• _ASSIGNED TASK_: Every entry that follows needs to be repeated exactly.

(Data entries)
——————

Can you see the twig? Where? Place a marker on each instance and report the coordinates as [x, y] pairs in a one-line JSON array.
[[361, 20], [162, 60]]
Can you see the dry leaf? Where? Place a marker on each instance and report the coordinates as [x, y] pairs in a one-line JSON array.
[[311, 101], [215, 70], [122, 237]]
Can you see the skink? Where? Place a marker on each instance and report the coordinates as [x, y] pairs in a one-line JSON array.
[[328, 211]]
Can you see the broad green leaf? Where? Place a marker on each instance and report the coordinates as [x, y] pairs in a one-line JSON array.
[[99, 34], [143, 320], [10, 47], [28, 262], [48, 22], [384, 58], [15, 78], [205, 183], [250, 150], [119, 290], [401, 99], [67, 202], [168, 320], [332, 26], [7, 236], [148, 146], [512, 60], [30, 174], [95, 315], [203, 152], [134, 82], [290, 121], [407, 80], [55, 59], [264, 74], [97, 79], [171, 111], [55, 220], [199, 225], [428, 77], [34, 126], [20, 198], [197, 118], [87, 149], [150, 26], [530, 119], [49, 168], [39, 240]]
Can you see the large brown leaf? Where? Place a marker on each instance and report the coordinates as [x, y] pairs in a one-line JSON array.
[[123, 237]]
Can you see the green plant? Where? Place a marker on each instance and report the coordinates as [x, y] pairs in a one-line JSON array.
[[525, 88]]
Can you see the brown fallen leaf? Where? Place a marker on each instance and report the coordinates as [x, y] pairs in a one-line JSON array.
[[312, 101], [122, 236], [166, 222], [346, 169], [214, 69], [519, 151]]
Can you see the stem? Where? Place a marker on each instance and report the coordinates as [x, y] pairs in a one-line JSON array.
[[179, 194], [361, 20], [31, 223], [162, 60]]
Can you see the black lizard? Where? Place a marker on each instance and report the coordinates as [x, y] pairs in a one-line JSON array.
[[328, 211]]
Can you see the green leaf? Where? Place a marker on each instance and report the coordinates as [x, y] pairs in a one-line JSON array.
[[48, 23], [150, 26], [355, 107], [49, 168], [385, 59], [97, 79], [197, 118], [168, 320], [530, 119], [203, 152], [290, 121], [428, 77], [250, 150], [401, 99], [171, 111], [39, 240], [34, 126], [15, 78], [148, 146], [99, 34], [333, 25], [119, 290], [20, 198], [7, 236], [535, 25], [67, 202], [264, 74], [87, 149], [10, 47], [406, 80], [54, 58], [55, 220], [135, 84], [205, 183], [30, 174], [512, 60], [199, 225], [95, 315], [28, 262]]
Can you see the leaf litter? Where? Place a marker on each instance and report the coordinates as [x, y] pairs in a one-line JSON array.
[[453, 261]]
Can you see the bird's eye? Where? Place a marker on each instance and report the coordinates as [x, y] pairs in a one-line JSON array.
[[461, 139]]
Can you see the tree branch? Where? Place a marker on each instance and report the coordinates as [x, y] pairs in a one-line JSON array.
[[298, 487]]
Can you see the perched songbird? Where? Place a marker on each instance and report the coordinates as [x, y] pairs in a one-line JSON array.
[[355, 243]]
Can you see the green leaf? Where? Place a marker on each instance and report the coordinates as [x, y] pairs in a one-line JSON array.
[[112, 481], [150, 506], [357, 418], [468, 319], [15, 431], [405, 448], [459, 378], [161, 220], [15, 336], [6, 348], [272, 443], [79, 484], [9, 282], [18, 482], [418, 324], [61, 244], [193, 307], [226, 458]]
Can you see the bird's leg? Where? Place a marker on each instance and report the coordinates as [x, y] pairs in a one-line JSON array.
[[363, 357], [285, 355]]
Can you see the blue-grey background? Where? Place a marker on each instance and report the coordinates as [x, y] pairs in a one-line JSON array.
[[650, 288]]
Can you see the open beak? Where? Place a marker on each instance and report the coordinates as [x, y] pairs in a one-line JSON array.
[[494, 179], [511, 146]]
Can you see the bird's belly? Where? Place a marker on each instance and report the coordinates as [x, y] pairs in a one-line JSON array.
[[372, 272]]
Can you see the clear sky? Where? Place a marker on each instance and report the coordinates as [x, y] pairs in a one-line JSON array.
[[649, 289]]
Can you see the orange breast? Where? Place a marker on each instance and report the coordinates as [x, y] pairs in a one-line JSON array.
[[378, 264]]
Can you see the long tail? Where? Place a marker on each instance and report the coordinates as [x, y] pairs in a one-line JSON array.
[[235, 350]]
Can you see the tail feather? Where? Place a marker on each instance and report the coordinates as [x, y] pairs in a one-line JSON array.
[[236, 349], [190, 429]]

——————

• _OUTPUT FOR THIS EXERCISE_:
Can you see the twig? Where? Place a marker on each instance and report the coordinates as [x, y] pairs in a one-line JSON array.
[[361, 20], [162, 60]]
Can you see the dry leaf? Where? Place a marker on each instance and report the coordinates as [x, y] pairs in a one-line JSON array.
[[311, 101], [215, 70], [122, 237]]
Can you see the skink? Where? Place a marker on each instance and report the coordinates as [x, y] pairs in a one-line JSON array.
[[328, 211]]
Can you see the broad green leaf? Where? Place a marker on each instance and report the coordinates as [x, y] pairs in a one-line JSON array.
[[99, 34], [143, 320], [10, 47], [28, 262], [48, 22], [384, 58], [15, 78], [205, 183], [250, 150], [119, 290], [401, 99], [67, 202], [168, 320], [332, 26], [7, 236], [148, 146], [512, 60], [30, 174], [95, 315], [203, 152], [134, 82], [290, 121], [407, 80], [55, 59], [264, 74], [97, 79], [171, 111], [55, 220], [199, 225], [428, 77], [34, 126], [20, 198], [197, 118], [87, 149], [150, 26], [530, 119], [49, 168], [39, 240]]
Can you see the large brown leaf? Where? Place a marker on each instance and report the coordinates as [x, y] pairs in a one-line JSON array.
[[123, 237]]
Can you see the green plant? Where? Place a marker on each instance and report the coordinates as [x, y] pairs in a one-line JSON array.
[[525, 88]]
Can you see the brown fallen leaf? Where? Place a marker on each instance and report the coordinates as [x, y] pairs in a one-line JSON array.
[[312, 101], [122, 236], [166, 222], [346, 169], [214, 69], [519, 151]]
Can you see the stem? Where? Place a marker on each instance and report the coordinates as [x, y] pairs in a one-line JSON array.
[[179, 194], [361, 20], [31, 223], [162, 60]]
Can you see the black lizard? Where? Place a marker on each instance and report the coordinates as [x, y] pairs in a one-line JSON array.
[[328, 211]]
Can you see the green leaf? Where? Place a marker on each instance and report the coordinates as [x, y] pairs in a one-line JSON array.
[[48, 23], [150, 26], [355, 107], [49, 168], [385, 59], [97, 79], [197, 118], [168, 320], [530, 119], [203, 152], [290, 121], [428, 77], [250, 150], [401, 99], [171, 111], [39, 240], [34, 126], [15, 78], [148, 146], [99, 34], [333, 25], [119, 290], [20, 198], [7, 236], [535, 25], [67, 202], [264, 74], [87, 149], [10, 47], [406, 80], [54, 58], [55, 220], [135, 84], [205, 183], [30, 174], [512, 60], [199, 225], [95, 315], [28, 262]]
Can you see the leaf litter? Where? Place a marker on each instance and report the coordinates as [x, y] pairs in a one-line JSON array.
[[453, 261]]
Can you see the bird's eye? Where? Place a marker on each instance and report the coordinates as [x, y] pairs in a one-line JSON array.
[[461, 139]]
Can you see the tree branch? Where? Place a marker on each instance and report the coordinates as [x, y] pairs in a one-line JSON array.
[[298, 487]]
Can you see the perched songbird? Where? Place a marker on each instance and report the coordinates as [x, y] pairs in a one-line JSON array.
[[355, 243]]
Can you see the green leaf? Where? Place a marker on each instance and report the coordinates as [x, y] pairs in a one-line JSON array.
[[112, 481], [150, 506], [357, 418], [468, 319], [15, 431], [405, 448], [459, 378], [161, 220], [15, 336], [6, 348], [272, 443], [79, 484], [9, 282], [18, 482], [418, 324], [61, 244], [193, 307], [226, 458]]
Can you see the bird's leg? Where? Place a marker on each instance and report the coordinates as [x, y] pairs in a one-line JSON array.
[[363, 357], [285, 355]]
Can you see the blue-grey background? Where? Place a marker on each instance and report the coordinates as [x, y] pairs in a one-line JSON array.
[[650, 288]]
Can you see the open beak? Where? Place a marker on each instance and report the coordinates as [x, y] pairs in a one-line JSON array.
[[494, 179], [511, 146]]
Can you see the bird's belly? Where? Place a marker on each instance and report the coordinates as [x, y] pairs in a one-line JSON array.
[[372, 272]]
Can you see the clear sky? Where? Place a marker on each instance and report the coordinates as [x, y] pairs in a one-line JSON array.
[[649, 289]]
Can you see the orange breast? Where? Place a marker on each instance and report the coordinates as [x, y] pairs in a one-line JSON array.
[[378, 264]]
Can you see the long tail? Where? Place a marker on each instance and report the coordinates as [x, y] pairs in a one-line JSON array.
[[235, 350]]
Can you see the tail feather? Where? Place a marker on each instance and report the coordinates as [x, y] pairs in a one-line JSON array.
[[236, 349], [190, 429]]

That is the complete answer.